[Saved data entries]
[Start of Attachment]

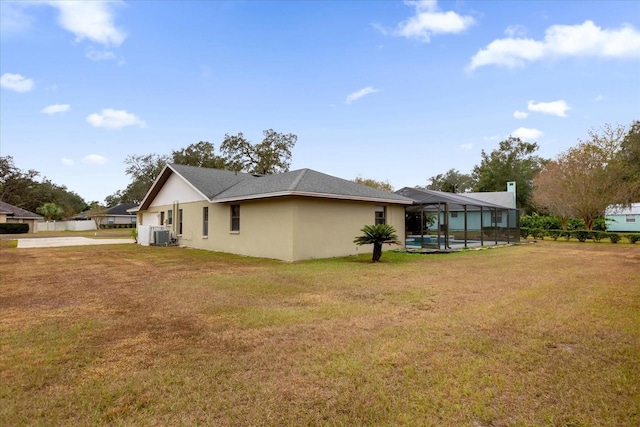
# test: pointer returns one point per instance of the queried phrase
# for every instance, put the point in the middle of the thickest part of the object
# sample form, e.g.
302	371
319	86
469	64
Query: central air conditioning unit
161	237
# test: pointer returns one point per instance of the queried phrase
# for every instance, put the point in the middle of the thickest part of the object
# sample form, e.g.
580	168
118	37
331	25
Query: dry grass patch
541	334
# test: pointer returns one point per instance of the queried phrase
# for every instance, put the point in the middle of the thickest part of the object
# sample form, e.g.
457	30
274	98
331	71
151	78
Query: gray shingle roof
16	212
307	182
225	186
210	182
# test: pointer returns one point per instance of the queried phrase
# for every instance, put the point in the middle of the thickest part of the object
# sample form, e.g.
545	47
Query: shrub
554	234
582	235
14	228
537	233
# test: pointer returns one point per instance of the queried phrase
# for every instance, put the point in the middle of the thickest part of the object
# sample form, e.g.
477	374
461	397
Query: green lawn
528	335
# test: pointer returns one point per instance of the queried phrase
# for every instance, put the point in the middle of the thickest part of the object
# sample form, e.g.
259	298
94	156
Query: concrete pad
52	242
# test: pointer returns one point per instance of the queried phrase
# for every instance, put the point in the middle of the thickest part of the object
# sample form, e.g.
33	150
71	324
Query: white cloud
526	134
359	94
584	40
429	20
100	55
16	82
515	31
95	159
114	119
555	108
56	108
13	20
92	20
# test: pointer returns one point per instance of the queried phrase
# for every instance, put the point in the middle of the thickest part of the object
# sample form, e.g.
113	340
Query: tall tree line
272	155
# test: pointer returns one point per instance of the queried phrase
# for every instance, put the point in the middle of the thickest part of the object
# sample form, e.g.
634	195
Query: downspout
495	224
465	226
481	226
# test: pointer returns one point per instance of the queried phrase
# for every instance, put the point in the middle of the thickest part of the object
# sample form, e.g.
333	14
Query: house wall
326	228
288	229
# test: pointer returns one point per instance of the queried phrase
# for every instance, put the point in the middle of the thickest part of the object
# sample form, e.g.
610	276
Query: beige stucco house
14	214
290	216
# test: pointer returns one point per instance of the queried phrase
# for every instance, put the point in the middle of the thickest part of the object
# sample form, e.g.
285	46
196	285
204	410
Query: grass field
529	335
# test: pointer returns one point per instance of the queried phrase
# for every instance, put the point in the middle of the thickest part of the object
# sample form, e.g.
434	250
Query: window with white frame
381	215
235	218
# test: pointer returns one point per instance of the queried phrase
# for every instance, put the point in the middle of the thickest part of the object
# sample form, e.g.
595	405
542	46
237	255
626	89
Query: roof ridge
295	182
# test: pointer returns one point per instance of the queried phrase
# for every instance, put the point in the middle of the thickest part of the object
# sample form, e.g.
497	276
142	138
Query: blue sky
390	90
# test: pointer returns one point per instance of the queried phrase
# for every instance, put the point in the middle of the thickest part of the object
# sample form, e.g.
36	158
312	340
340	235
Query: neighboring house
122	214
621	219
289	216
119	215
10	213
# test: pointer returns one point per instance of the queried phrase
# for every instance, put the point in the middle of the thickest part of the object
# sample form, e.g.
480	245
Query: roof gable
223	186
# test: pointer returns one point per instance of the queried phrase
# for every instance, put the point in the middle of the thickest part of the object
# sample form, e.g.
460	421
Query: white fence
66	225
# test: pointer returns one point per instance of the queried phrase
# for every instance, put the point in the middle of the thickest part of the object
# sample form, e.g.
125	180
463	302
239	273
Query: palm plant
377	235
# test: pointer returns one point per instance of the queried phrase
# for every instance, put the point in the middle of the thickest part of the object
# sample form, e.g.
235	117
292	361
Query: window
235	217
381	215
205	221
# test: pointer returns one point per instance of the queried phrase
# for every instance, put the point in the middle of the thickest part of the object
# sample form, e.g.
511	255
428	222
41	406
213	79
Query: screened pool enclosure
440	221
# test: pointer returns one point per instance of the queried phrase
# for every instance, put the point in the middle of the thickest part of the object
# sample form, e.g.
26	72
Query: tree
143	170
380	185
15	184
20	188
550	196
272	155
514	160
451	182
201	154
50	211
377	235
629	158
586	179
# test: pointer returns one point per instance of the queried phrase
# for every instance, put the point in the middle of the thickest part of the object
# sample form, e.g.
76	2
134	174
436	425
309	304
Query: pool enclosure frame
440	221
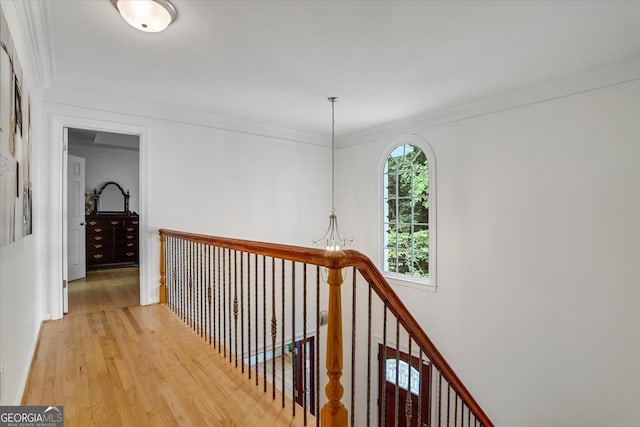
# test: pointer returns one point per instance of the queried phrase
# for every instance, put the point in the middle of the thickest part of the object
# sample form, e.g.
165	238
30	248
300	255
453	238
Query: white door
75	218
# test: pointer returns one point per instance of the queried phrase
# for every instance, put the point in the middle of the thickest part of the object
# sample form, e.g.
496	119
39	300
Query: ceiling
276	62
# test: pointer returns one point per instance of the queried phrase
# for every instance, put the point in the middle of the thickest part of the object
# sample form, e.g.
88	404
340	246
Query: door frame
59	164
390	353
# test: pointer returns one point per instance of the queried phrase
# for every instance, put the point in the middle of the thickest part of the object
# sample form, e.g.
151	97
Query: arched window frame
429	283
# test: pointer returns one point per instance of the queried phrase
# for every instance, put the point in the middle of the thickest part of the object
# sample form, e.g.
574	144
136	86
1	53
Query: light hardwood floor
142	366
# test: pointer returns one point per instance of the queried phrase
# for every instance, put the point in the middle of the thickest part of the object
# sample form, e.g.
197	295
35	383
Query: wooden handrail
337	260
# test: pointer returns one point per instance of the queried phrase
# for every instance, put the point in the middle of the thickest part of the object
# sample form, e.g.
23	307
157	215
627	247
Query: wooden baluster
333	412
163	277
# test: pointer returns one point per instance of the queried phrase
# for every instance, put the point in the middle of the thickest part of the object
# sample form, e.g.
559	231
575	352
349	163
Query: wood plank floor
142	366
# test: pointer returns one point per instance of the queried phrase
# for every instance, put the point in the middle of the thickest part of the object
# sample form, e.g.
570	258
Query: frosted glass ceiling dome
151	16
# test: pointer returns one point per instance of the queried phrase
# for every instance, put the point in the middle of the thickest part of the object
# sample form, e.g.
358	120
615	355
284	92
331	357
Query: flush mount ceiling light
151	16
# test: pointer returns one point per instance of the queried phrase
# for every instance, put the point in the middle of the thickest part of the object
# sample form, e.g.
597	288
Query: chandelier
331	240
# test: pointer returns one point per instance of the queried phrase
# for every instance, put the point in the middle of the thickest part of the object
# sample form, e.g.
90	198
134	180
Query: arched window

[End of Attachment]

* [Problem]: Leaving aside the images, write out the entries above word for word.

* [Response for this exercise]:
# test: pointer returns one point per instance of the queried phrase
# for every instance, put the point in the middle of the thickest part of the object
# sample form, e.g.
302	371
319	86
469	64
Query: central air conditioning unit
161	237
# test: pointer returns one point per instance of the queried phrase
# for every instance, put the point in the middle of the thickest part of the object
# sample form, e.g.
580	168
118	37
331	25
Query: dry grass patch
541	334
# test: pointer returns one point per instance of the queried phrase
# for every instance, put the point in the middle of the thickest part of the object
# sample form, e.g.
457	30
274	98
331	71
151	78
Query: gray shingle roof
16	212
307	182
225	186
210	182
# test: pointer returns one point per instance of the queried phrase
# for every instance, put the point in the middle of the thickest part of the object
# sample form, e.g.
545	47
Query: shrub
554	234
582	235
14	228
537	233
# test: pointer returns one point per instance of the queried phrase
# for every instance, put the point in the middle of the thickest part of the object
# sample form, e.g.
477	374
461	397
Query: green lawn
528	335
# test: pointer returns one point per instance of the queried phrase
# for every instance, put the point in the middle of the thickest part of the object
# sample form, e.g.
259	298
94	156
Query: concrete pad
52	242
# test: pointer returns one point per instance of the queried phrase
# for every instance, put the point in the middle of the thickest part of the object
# sample form, e.g.
33	150
71	324
Query: white cloud
526	134
359	94
584	40
429	20
100	55
16	82
515	31
95	159
114	119
555	108
56	108
13	20
92	20
# test: pointer returns one point per instance of the queried phrase
# for every instance, put the point in the middle of the thickest part of the object
# sample form, e.g.
113	340
Query: tall tree line
272	155
# test: pointer returns one point per instance of the queried phrase
# for every instance, put the point in the middle of the thickest part of the object
# sample form, e.g.
634	195
Query: downspout
495	224
465	226
481	226
# test: pointer returns one point per instance of the queried phrase
# for every instance, put the point in the middle of the thickest part of the object
# sample form, e.g.
333	14
Query: house wall
326	228
288	229
# test: pointer returns one point per instance of the queried phrase
# for every instance, put the point in the middle of the thickest part of the object
# sample form, e.g.
610	276
Query: beige stucco house
14	214
290	216
# test: pointer returns one point per instance of the queried phrase
# for every instance, put the point in the middle of the thickest part of the object
# sample form, e.g.
285	46
196	285
204	410
Query: grass field
529	335
# test: pointer returns one point per instance of the queried phrase
# for every instance, put the point in the middle of the thickest part of the object
# sample form, e.g.
434	250
Query: window with white frame
381	215
235	218
# test: pointer returns one point per instance of the queried phrase
# for every instance, put the point in the middle of the thickest part of the object
# sample form, e.g.
595	405
542	46
237	255
626	89
Query: roof ridge
295	182
# test: pointer returns one point per instance of the queried phrase
# for every instance, put the point in the middle of the thickest part of the object
# sample form, e.g.
497	276
142	138
Query: blue sky
390	90
# test: pointer returns one point per instance of the queried phrase
# for every instance, put the point in the middle of the thickest part of the object
# sample form, e.g.
36	158
312	340
340	235
Query: neighboring house
122	214
621	219
289	216
119	215
10	213
# test: pointer returns one point per instance of the queried phrase
# for every instance, put the point in the middle of the thickest part of the object
# sample form, e.g.
480	245
Query: roof gable
223	186
# test: pointer returns one point per instance of the queried phrase
# for every instance, put the point in the middle of the thickest part of the object
# sample form, e.g.
460	421
Query: white fence
66	225
# test: pointer returns one point per instance of the queried phrase
# for every instance, put the point in the middle of the thickest part of the object
# sample form, e.g.
125	180
463	302
239	273
Query: palm plant
377	235
# test: pointer returns one point per instance of the queried phrase
# for every instance, put the point in the middle of the thickest part of the object
# sample form, e.g.
235	117
292	361
Query: window
235	217
381	215
205	221
# test: pointer returns one point per instance of the queried phrase
# for every instance, put the point in the middle of the thickest part of the object
# sample form, e.g.
511	255
428	222
41	406
213	79
Query: screened pool enclosure
440	221
# test: pointer returns one point per instance of the queried phrase
# for every instance, put the point in the middle of the thickest part of the object
# sample form, e.g.
26	72
Query: tree
143	170
380	185
15	184
20	188
550	196
272	155
514	160
451	182
201	154
50	211
377	235
629	158
586	179
# test: pointer returns one point per instance of the queried phrase
# for every instance, put the point in the middle of the thickest part of the object
# sample form, e.g.
76	2
134	174
436	425
309	304
Query: pool enclosure frame
440	221
# test: pointer returns one point per instance of the queried phrase
# for every instance, put the point in the middle of the thickest part of the object
# sample form, e.g.
165	238
30	248
300	255
453	238
Query: white door
75	218
# test: pointer returns one point per instance of the queried phrase
# for every instance, put the point in the middle of the thickest part of the object
# sample form, e.g.
496	119
39	300
Query: ceiling
276	62
# test: pointer returns one point per instance of the queried phrase
# for every instance, put the point in the middle of the thickest part of the object
# sample form, e.g.
88	404
340	246
Query: door frame
59	164
390	353
# test: pointer returns one point per instance of the queried phrase
# for every instance, put the point in the middle of the thickest part of the object
# sample form, e.g.
151	97
Query: arched window frame
429	283
# test: pointer returns one point per instance of the queried phrase
# for every instance, put the point in the middle of the thickest part of the object
# sample form, e.g.
574	144
136	86
1	53
Query: light hardwood floor
142	366
# test: pointer returns one point per instance of the queried phrase
# for every instance, put the point in the middle of the thickest part of the object
# sample form, e.g.
197	295
35	383
Query: wooden handrail
337	260
# test: pointer returns one point per instance of the queried phrase
# for every instance, put the point in the middle of the thickest part of the object
# sample form, e.g.
23	307
157	215
627	247
Query: wooden baluster
333	412
163	277
# test: pointer returns one point per instance of the queried phrase
# for every instance, put the point in the middle of the thickest part of the object
# sample form, e.g.
559	231
575	352
349	163
Query: wood plank floor
142	366
# test: pointer returns one point per instance of the queried phrase
# for every instance, put the point in the middle of the thickest part of the object
# sample form, e.g.
570	258
Query: frosted glass ceiling dome
151	16
# test: pointer returns one point per instance of the queried phrase
# for every instance, put the point in the middle of the thickest part of the object
# sample form, e.g.
358	120
615	355
284	92
331	357
Query: flush mount ceiling light
151	16
# test: pointer returns one point per instance of the queried phrase
# for every instance, put the point in the middle of the thickest part of the object
# sample form, e.g.
597	288
Query: chandelier
331	240
# test: pointer returns one point per instance of the queried phrase
# for every instance, put the point in the middle of the thickest part of the object
# sample form, e.g.
90	198
134	180
Query: arched window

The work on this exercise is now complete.